» The exercise: Write out every one of the following items word for word, leaving each line unchanged.

◇ ◇ ◇ ◇ ◇ ◇ ◇

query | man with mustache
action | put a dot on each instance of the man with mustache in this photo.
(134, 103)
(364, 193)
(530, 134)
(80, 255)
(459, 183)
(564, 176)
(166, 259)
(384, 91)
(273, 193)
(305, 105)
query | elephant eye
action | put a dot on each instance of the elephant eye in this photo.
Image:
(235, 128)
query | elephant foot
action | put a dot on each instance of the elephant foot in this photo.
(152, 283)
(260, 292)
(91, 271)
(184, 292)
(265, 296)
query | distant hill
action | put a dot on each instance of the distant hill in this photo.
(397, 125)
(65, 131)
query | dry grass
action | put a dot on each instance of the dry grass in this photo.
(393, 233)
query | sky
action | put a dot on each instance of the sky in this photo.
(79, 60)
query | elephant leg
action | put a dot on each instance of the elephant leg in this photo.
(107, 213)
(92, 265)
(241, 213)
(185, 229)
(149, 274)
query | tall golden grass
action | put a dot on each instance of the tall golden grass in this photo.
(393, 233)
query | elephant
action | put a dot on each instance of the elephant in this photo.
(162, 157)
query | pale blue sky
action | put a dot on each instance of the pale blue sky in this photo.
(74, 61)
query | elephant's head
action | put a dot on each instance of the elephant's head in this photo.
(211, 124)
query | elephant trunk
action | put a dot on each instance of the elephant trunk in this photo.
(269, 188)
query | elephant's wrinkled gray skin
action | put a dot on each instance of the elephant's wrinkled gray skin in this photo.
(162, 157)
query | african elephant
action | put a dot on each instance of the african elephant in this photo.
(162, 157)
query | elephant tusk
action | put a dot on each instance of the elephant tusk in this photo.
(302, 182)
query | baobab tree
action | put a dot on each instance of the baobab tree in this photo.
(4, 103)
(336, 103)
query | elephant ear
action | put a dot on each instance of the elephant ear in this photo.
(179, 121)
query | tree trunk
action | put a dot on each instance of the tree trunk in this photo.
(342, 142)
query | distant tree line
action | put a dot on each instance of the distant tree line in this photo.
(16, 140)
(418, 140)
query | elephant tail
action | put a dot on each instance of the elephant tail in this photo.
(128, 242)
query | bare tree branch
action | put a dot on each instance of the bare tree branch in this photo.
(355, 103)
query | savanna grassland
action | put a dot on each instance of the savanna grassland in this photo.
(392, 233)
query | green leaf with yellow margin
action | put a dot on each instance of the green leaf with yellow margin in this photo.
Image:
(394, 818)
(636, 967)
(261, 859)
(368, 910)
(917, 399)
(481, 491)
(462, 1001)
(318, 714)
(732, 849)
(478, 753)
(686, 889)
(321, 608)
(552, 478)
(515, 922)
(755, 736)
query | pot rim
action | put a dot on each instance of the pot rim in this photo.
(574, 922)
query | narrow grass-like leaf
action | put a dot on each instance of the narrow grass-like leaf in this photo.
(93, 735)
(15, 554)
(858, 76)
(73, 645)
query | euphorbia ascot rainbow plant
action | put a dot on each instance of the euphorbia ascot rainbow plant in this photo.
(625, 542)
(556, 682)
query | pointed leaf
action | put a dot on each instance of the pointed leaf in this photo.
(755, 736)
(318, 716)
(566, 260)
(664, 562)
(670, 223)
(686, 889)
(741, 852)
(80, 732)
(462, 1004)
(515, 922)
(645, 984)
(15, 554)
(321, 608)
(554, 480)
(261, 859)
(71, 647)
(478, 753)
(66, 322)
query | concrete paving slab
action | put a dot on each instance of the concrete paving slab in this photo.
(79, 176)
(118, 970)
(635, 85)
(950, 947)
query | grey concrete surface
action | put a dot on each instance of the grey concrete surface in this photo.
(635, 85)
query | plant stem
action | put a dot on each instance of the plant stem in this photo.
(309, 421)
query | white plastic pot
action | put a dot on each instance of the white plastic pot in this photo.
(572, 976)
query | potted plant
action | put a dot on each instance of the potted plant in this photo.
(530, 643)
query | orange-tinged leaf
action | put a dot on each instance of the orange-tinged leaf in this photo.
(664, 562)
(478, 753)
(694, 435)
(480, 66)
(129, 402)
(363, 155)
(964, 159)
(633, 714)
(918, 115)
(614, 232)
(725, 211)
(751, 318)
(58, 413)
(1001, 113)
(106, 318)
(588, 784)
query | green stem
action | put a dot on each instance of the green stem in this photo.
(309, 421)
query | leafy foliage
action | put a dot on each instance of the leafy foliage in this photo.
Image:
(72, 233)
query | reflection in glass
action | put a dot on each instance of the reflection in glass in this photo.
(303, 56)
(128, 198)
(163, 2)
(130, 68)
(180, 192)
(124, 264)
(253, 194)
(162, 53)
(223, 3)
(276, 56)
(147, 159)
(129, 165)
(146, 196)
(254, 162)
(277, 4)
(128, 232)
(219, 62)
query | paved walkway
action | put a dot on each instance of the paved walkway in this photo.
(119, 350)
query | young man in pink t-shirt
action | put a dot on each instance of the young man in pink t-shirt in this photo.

◇ ◇ ◇ ◇ ◇ ◇ ◇

» Exercise answer:
query | man with mustache
action | put a dot on each instance of the man with mustache in this photo.
(134, 103)
(364, 193)
(530, 134)
(80, 255)
(459, 183)
(564, 176)
(166, 259)
(384, 91)
(273, 193)
(305, 105)
query | elephant eye
action | put a dot on each instance of the elephant eye in this photo.
Image:
(235, 128)
query | elephant foot
action | put a dot on each instance of the elephant foot in this photo.
(152, 283)
(260, 292)
(91, 271)
(184, 292)
(265, 296)
query | distant hill
action | put a dot on each instance of the distant hill in this photo.
(397, 125)
(65, 131)
query | dry grass
action | put a dot on each instance of the dry grass in this photo.
(393, 233)
query | sky
action | put a dot on each instance of the sky in this photo.
(79, 60)
query | elephant leg
action | put a dot on each instance of the elephant leg in this photo.
(107, 213)
(92, 265)
(241, 213)
(185, 229)
(149, 274)
query | tall golden grass
action | put a dot on each instance of the tall golden grass in this photo.
(393, 233)
query | elephant
action | put a dot on each instance of the elephant in this photo.
(162, 157)
query | pale blue sky
action | put a dot on each instance of the pale blue sky in this photo.
(74, 61)
query | elephant's head
action | put a dot on each instance of the elephant's head in this photo.
(211, 124)
query | elephant trunk
action | put a dot on each instance of the elephant trunk in this photo.
(269, 188)
query | elephant's wrinkled gray skin
action | put a dot on each instance of the elephant's wrinkled gray skin in this photo.
(162, 157)
query | african elephant
action | put a dot on each instance of the african elephant in this photo.
(162, 157)
query | elephant tusk
action | put a dot on each instance of the elephant tusk in this photo.
(302, 182)
query | baobab tree
action | put a dot on each instance of the baobab tree in this photo.
(4, 103)
(336, 103)
query | elephant ear
action | put a dot on each instance of the elephant ear in this photo.
(179, 121)
query | tree trunk
action | put a dot on each instance of the tree trunk in this photo.
(342, 142)
query | distant tree line
action | put a dot on each instance of the distant tree line in this photo.
(16, 140)
(418, 140)
query | elephant tail
action | put a dot on each instance of the elephant tail in this photo.
(128, 242)
query | bare tree branch
action | put a dot on each instance of the bare tree branch in this photo.
(355, 103)
query | savanna grassland
action | put a dot on each instance of the savanna grassland in this photo.
(392, 233)
query | green leaf with yellow margin
action | put a dot on each instance of the green leaf with yellow margin in this photo.
Image:
(394, 818)
(636, 967)
(261, 859)
(368, 910)
(917, 399)
(481, 491)
(462, 1001)
(318, 714)
(732, 849)
(478, 753)
(686, 889)
(321, 608)
(552, 478)
(515, 922)
(755, 736)
query | pot rim
action | put a dot on each instance of the pot rim in this photo.
(574, 922)
query | narrow grass-like leaf
action | put a dot on each instance of the narrow grass-like leaf in this photo.
(93, 735)
(15, 554)
(858, 76)
(73, 645)
query | euphorbia ascot rainbow plant
action | put a dot on each instance of the euphorbia ascot rainbow plant in this photo.
(625, 542)
(556, 682)
query | pointed leaf
action | put a dot on each instance of the pointed leaf in this photo.
(755, 736)
(318, 716)
(566, 260)
(664, 562)
(670, 223)
(686, 889)
(741, 852)
(80, 732)
(462, 1004)
(515, 922)
(645, 984)
(15, 554)
(321, 608)
(554, 480)
(261, 859)
(71, 647)
(478, 753)
(66, 322)
query | concrete paving slab
action | put a dot on each instance of the concrete paving slab in this photo.
(79, 176)
(118, 970)
(635, 85)
(950, 947)
query | grey concrete surface
action | put a dot on each instance of the grey concrete surface in this photo.
(635, 85)
query | plant stem
action | put a dot on each instance of the plant stem in this photo.
(309, 421)
query | white plastic pot
action | put a dot on each instance of the white plastic pot in this photo.
(572, 976)
query | potted plant
action | put a dot on each instance of the potted plant in this photo.
(530, 643)
query | orange-tinged leaf
action | put a dot on each instance of the orange-tinged leaf in this photo.
(664, 562)
(478, 753)
(694, 435)
(480, 66)
(129, 402)
(363, 155)
(964, 159)
(633, 714)
(918, 115)
(614, 232)
(725, 211)
(751, 318)
(58, 413)
(1001, 113)
(106, 318)
(588, 784)
query | green stem
action | put a dot on each instance of the green stem in this photo.
(309, 421)
query | leafy foliage
action | put a dot on each instance of the leafy foliage in this photo.
Image:
(72, 233)
query | reflection in glass
action | put a dot on each instance of the reflection in glass in this photo.
(303, 56)
(128, 198)
(163, 2)
(130, 68)
(180, 192)
(124, 264)
(253, 194)
(162, 53)
(223, 3)
(276, 56)
(147, 159)
(129, 165)
(146, 196)
(254, 162)
(277, 4)
(128, 232)
(219, 62)
query | paved walkway
action | put a dot on each instance of the paved walkway in this photo.
(119, 350)
query | young man in pink t-shirt
action | put a dot on each instance of the young man in pink t-shirt in this photo.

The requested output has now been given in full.